*TO BE DONE*: Beginning at the line that contains "If you could mark the man's face", reproduce every line to the end of the material without changing any of them.

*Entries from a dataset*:
++++++++++++++++++++

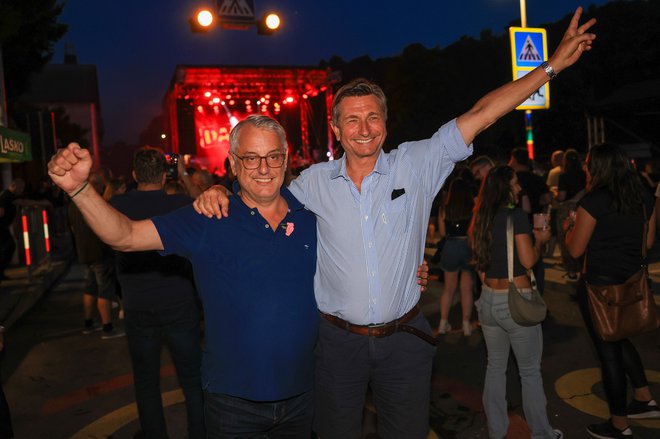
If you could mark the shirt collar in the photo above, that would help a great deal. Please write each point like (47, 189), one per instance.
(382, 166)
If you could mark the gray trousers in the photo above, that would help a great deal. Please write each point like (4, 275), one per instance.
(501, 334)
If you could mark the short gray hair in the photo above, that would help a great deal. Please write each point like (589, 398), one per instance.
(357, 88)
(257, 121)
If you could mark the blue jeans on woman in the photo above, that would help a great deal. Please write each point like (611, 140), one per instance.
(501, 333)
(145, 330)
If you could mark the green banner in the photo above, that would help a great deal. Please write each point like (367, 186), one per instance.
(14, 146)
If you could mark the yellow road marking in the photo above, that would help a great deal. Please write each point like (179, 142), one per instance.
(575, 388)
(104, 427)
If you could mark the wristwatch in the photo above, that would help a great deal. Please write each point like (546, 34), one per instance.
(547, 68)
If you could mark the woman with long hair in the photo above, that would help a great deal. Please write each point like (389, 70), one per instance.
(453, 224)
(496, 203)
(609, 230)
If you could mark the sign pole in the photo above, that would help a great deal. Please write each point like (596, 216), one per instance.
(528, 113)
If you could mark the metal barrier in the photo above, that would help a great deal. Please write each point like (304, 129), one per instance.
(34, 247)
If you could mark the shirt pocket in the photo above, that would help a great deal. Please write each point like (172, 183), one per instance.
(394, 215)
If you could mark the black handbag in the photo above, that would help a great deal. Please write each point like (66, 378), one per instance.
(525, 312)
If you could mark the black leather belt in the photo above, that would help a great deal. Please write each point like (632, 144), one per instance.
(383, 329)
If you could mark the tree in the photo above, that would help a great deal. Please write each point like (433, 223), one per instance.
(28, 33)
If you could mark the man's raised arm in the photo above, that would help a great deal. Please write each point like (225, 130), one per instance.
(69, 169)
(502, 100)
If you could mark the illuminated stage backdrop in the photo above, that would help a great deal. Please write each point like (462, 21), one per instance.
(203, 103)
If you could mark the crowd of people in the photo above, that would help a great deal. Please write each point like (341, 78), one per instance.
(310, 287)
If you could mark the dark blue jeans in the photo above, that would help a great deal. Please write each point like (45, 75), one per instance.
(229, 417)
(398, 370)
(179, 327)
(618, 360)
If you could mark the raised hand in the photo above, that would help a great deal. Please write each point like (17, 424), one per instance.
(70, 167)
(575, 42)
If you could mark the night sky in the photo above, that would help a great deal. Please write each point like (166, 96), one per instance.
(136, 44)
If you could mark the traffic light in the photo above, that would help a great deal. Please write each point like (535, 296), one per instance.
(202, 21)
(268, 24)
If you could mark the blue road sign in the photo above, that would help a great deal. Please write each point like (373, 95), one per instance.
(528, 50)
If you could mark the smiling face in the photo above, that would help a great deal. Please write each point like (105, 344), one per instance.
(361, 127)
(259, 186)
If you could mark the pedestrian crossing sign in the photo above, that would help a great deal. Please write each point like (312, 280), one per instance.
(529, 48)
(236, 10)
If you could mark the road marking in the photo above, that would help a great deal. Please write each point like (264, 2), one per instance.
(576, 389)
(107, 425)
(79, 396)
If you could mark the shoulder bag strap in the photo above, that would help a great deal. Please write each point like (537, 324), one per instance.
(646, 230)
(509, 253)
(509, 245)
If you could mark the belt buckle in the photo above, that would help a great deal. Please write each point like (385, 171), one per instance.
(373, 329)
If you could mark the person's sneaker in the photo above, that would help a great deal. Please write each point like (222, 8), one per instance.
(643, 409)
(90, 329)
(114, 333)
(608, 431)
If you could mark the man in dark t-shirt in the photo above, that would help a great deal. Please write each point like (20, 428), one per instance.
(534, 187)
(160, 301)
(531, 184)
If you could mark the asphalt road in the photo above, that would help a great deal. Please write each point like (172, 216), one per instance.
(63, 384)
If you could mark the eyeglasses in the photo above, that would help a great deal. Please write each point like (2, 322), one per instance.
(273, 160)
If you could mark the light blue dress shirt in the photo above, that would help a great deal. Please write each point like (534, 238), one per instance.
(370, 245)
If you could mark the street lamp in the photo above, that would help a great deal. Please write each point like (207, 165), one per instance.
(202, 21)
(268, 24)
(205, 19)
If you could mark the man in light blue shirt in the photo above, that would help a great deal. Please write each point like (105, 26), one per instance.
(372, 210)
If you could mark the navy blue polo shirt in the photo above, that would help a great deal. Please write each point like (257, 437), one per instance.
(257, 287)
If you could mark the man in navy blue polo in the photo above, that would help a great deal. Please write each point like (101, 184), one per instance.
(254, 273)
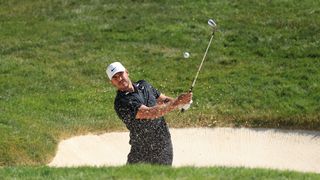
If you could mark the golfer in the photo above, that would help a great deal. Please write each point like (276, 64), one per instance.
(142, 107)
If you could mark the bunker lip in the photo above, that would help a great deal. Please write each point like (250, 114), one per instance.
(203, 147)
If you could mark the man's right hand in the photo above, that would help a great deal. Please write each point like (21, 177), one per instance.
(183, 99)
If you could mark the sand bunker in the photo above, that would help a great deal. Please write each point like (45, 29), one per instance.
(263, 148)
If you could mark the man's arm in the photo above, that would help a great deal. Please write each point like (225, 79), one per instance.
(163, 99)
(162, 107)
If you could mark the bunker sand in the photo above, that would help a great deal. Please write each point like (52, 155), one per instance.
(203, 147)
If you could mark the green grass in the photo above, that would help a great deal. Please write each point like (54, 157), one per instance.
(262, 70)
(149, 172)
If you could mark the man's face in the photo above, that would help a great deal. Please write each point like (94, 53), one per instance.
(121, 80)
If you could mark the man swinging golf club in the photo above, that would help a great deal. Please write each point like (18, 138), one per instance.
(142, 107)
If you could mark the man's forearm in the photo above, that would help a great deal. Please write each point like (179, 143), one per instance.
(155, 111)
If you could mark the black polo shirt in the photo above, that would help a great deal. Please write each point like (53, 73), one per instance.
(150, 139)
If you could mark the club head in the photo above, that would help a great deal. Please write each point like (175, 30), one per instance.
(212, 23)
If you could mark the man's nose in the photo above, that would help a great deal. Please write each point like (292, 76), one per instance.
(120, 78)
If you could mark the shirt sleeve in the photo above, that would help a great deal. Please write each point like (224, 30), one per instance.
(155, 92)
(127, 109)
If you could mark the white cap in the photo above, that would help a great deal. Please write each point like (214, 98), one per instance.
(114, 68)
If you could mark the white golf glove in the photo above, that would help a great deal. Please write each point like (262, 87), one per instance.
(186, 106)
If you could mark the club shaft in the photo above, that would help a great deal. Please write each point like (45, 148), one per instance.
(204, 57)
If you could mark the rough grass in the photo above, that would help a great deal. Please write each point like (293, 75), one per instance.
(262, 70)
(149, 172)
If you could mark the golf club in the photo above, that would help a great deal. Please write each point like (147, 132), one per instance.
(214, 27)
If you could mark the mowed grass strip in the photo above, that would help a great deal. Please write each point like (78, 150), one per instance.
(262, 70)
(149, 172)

++++++++++++++++++++

*ANSWER TO THIS PROBLEM*:
If you could mark the man's face in the photo above, that would help a great deal. Please write each point like (94, 53), one per instance.
(121, 80)
If you could mark the man swinging golf club in the photo above, that would help a great deal. Please write each point like (18, 138), one per instance.
(142, 107)
If you could mark the man's forearm in the photo above, that would help a great deal. Please write each point like (179, 143), one per instance.
(155, 111)
If you could mark the black polo shirt in the photo above, that would help a great deal. Please write each point like (53, 73), one per instance.
(150, 139)
If you could mark the club head in the photo above, that would help a great deal. Please write each point like (175, 30), one per instance.
(212, 23)
If you could mark the man's nose in the photo above, that would help a great deal. Please write each point like (292, 76), one per instance.
(120, 78)
If you could mark the shirt sleeve in the photo above, that would help a great deal. Please write each point like (224, 30), one per instance.
(155, 92)
(127, 109)
If you could mark the white cap in the photo above, that would help a great deal. Please write each point like (214, 98), one per instance.
(114, 68)
If you could mark the white golf glove in the photo above, that would help a great deal. Please write each point like (262, 87), one per instance.
(186, 106)
If you could mark the club shaft in the photo above, that would help a great deal. Please write each point like (45, 148), one per instance.
(204, 57)
If you could mark the rough grass in the photo above, that would help a great deal. Please write each point like (293, 75), one per instance.
(262, 70)
(149, 172)
If you could mark the golf club in the photo above, that would help a great deal. Please write each point like (147, 132), one per instance.
(214, 27)
If you could mark the mowed grass strip in the photo above, that would help a great deal. Please write each point like (78, 150), one per instance.
(262, 70)
(149, 172)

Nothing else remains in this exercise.